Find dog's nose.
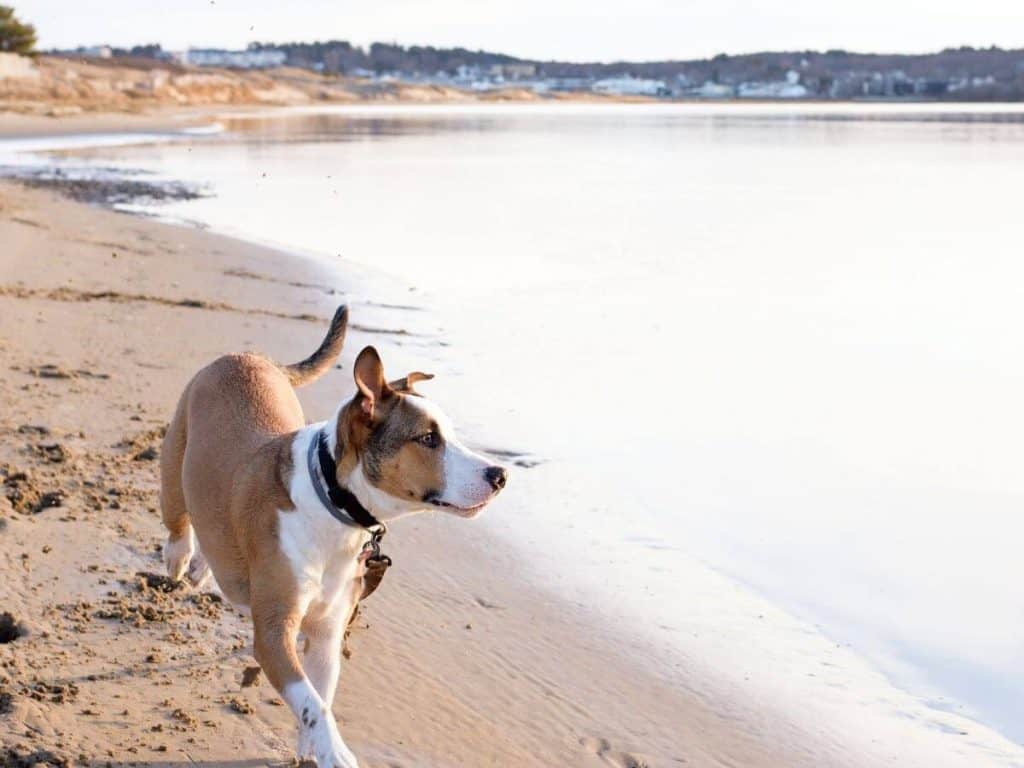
[483,467,509,490]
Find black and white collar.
[306,429,386,541]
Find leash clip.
[360,523,391,565]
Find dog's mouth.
[427,499,490,517]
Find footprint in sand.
[580,736,653,768]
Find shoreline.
[0,118,1024,765]
[0,182,798,766]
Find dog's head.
[337,347,508,519]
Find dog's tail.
[280,304,348,387]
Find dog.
[161,306,507,768]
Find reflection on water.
[32,105,1024,753]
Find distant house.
[490,63,537,80]
[77,45,114,58]
[689,80,736,98]
[591,75,669,96]
[736,70,808,98]
[181,48,288,70]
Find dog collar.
[307,429,386,536]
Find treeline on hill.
[249,40,1024,83]
[249,40,522,75]
[250,40,1024,98]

### WHAT IS ASKED:
Format every line of the entries above as a JSON list of strings, one string per line, skipping blank lines and leaving the picture out.

### SOLUTION FOR THIS EXERCISE:
[
  "Find dog's nose.",
  "[483,467,509,490]",
  "Find black and white collar.",
  "[306,429,386,541]",
  "Find leash clip.",
  "[360,523,391,565]",
  "Find dog's mouth.",
  "[427,499,490,517]",
  "Find footprint in sand.",
  "[580,736,653,768]",
  "Find shoreline.",
  "[0,118,1024,765]",
  "[0,182,798,766]",
  "Find dog's head.",
  "[337,347,508,519]",
  "Find dog's tail.",
  "[280,304,348,387]",
  "Find dog.",
  "[161,306,507,768]",
  "Find reflection on water.",
  "[32,105,1024,753]",
  "Find distant house.",
  "[490,63,537,80]",
  "[77,45,114,58]",
  "[689,80,736,98]",
  "[591,75,669,96]",
  "[736,70,808,98]",
  "[181,48,288,70]",
  "Find dog collar.",
  "[307,429,386,536]",
  "Find treeline on hill.",
  "[249,40,1024,83]",
  "[249,40,522,75]",
  "[250,40,1024,98]"
]